··· Trecho selecionado ···
Com uma escrita carregada de
ironias e ao mesmo tempo complexa, Terry Eagleton, britânico e professor de literatura,
nos apresenta um balanço dos estudos de ética pós-moderna. Será que o evangelho
pode servir como argumento filosófico para compreender valores éticos? A busca
por uma resposta é a tarefa monumental que Eagleton se propõe a fazer neste
livro.
Em certo ponto onde Eagleton contrapõe
Lévinas, Derrida e Badiou - pensadores pós-modernistas - e o cristianismo,
conseguimos extrair posições valorosas sobre a questão de justiça, misericórdia,
responsabilidade e ajuda ao próximo.
Para
Eagleton, as figuras de Abraão e de Jesus se assemelham, no sentido de que
ambas são críticas contundentes da ordem simbólica no sentido do parentesco. Abraão
por se dispor a matar o sangue de seu próprio sangue e Jesus porque sua atitude
para com a família é quase sempre de uma indiferença brutal.
O
conflito em Derrida entre singularidade absoluta e a responsabilidade universal
é um falso dilema para Eagleton. Por exemplo: fato de que, ao alimentar meu
gato estou inevitavelmente negligenciando todos os outros gatos carentes do
mundo não é, como considera esse filósofo, uma questão de culpa; eu só posso
sentir culpa, sensatamente, por atos ou omissões dos quais eu seja culpado. Não
posso alimentar todos os gatos do planeta, nem mesmo a melhor boa vontade do
mundo e com uma frota de caminhões carregados de comida de gato. Neste caso, a
responsabilidade não é infinita.
“Com
absurdidade igualmente grandiloquente, Lévinas observa, à maneira de um
desorientado astro do rock em campanha, que, ao tomarmos café a cada manhã, “matamos”
um etíope que não tem café para beber” (p. 350).
Para Eagleton,
a verdadeira resolução do conflito entre singularidade e universalidade é uma
solução que já encontramos em termos filosóficos. Devemos prestar absoluta atenção
ao estranho que porventura ocupe no momento o lugar do próximo e fazer
exatamente o mesmo com qualquer velho camarada que venha a aparecer em seguida.
A universalidade significa ser responsável por qualquer um, e não, por pura
impossibilidade, por todas as pessoas ao mesmo tempo.
··· Seção de dados ···
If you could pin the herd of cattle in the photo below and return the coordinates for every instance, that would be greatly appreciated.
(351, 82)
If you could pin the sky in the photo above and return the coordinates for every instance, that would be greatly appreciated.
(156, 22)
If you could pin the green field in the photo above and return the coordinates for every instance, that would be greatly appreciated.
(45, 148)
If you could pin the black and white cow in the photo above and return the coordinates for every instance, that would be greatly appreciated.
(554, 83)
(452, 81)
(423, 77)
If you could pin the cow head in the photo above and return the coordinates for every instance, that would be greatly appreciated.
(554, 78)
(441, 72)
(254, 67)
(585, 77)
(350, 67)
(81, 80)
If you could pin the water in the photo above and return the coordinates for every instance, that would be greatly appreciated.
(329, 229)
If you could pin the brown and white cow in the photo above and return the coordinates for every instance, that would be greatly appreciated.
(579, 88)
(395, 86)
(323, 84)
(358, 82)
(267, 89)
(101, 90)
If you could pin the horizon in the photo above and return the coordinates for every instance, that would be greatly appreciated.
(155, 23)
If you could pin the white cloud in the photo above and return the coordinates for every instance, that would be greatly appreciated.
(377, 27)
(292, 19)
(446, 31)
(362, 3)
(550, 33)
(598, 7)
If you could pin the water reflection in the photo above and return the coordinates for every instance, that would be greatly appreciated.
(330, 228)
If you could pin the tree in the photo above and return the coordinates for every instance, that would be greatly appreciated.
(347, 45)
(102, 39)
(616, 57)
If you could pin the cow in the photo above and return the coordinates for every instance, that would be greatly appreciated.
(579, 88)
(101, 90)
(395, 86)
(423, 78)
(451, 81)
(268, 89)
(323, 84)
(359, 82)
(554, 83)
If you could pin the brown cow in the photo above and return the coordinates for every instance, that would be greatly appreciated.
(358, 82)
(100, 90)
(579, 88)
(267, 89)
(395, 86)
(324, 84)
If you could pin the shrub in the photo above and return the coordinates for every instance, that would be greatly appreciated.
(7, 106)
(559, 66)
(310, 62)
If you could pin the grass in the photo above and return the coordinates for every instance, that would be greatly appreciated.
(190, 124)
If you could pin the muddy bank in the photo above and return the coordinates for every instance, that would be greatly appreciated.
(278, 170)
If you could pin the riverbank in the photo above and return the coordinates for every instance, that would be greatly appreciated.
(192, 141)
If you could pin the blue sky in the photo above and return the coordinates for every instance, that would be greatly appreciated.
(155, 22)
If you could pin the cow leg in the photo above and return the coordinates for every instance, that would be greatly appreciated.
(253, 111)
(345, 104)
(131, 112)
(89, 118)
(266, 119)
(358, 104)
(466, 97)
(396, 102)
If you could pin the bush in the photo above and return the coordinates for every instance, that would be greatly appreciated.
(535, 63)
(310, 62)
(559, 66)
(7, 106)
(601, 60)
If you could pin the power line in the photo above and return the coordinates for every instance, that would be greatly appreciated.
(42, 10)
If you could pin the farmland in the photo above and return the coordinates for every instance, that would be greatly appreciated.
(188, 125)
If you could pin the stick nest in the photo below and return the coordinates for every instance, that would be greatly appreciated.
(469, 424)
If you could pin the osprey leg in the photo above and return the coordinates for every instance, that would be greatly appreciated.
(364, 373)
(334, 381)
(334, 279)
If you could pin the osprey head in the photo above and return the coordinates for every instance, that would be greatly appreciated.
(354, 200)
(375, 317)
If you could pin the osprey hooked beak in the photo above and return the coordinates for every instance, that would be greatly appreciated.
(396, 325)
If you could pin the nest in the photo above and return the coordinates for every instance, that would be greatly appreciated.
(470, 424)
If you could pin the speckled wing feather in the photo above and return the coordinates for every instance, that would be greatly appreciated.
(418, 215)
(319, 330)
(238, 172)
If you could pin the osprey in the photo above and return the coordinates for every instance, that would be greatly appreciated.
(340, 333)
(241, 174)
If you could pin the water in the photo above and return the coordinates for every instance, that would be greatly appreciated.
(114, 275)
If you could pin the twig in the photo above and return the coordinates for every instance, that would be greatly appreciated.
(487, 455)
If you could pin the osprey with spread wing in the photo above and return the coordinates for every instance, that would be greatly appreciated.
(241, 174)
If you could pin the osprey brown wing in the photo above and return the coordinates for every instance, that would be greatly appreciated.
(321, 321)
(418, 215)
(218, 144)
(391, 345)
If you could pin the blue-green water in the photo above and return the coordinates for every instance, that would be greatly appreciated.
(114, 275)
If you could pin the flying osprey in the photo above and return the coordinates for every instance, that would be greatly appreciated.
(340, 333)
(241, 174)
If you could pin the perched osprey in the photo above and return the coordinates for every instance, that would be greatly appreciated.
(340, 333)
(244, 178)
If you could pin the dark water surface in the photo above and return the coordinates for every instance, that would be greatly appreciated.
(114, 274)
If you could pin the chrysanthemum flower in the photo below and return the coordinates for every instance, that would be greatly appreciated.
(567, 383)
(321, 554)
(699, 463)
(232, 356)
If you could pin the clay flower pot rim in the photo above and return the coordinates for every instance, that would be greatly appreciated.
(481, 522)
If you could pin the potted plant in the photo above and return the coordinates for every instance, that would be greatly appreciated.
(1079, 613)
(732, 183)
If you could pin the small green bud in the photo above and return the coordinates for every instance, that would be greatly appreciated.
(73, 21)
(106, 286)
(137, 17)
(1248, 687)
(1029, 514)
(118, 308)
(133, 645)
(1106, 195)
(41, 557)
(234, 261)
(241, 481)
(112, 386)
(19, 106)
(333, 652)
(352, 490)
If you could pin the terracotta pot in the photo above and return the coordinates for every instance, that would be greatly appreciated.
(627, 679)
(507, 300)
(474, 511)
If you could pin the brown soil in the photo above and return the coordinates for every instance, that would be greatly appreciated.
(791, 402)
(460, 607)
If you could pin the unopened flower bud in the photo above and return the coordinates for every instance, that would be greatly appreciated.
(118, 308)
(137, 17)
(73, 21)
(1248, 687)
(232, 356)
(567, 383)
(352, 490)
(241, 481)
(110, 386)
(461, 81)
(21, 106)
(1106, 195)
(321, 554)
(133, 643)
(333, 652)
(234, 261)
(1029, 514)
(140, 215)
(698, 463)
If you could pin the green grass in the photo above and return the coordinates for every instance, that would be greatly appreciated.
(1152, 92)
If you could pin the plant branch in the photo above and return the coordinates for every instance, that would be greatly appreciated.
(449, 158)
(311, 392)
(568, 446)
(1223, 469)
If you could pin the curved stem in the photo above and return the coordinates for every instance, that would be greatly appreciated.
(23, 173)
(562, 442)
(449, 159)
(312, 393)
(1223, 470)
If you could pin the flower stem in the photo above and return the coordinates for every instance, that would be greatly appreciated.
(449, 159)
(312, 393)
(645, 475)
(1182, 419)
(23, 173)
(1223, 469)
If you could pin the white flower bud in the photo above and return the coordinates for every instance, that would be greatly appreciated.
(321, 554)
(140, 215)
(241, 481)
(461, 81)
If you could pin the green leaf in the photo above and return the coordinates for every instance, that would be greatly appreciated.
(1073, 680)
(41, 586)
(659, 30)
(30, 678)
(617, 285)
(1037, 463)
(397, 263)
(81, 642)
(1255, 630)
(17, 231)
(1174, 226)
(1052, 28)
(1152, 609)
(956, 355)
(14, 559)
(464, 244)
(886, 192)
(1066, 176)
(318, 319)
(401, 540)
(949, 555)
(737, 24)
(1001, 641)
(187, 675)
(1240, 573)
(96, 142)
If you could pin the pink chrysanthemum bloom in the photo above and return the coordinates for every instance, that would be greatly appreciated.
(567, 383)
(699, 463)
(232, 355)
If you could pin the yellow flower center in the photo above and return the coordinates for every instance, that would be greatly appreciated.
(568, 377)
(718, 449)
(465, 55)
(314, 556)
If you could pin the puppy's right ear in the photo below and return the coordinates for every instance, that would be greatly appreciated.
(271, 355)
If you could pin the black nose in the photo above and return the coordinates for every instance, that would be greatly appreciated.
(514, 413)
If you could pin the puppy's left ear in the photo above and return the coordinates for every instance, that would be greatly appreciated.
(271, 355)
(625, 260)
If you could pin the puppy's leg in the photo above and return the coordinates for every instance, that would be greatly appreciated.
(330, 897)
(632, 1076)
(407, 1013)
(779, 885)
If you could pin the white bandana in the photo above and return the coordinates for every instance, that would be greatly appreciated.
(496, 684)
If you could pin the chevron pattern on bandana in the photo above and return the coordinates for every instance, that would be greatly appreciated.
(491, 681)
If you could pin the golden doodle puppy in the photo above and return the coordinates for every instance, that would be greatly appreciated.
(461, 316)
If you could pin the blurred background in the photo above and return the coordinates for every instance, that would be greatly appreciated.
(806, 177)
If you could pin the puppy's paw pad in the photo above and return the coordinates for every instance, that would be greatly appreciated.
···
Conjunto de tarefas:
1. No trecho, como Eagleton classifica o conflito em Derrida entre singularidade absoluta e responsabilidade universal?
2. Reproduza sem alterações as linhas da seção de dados desde a que contém "If you could pin the blurred" até o fim dessa seção, incluindo ambas as pontas.
O trecho e as linhas de dados vêm de fontes diferentes.

Respostas resolvidas:
1. Como um falso dilema.

2.
If you could pin the blurred background in the photo above and return the coordinates for every instance, that would be greatly appreciated.
(806, 177)
If you could pin the puppy's paw pad in the photo above and return the coordinates for every instance, that would be greatly appreciated.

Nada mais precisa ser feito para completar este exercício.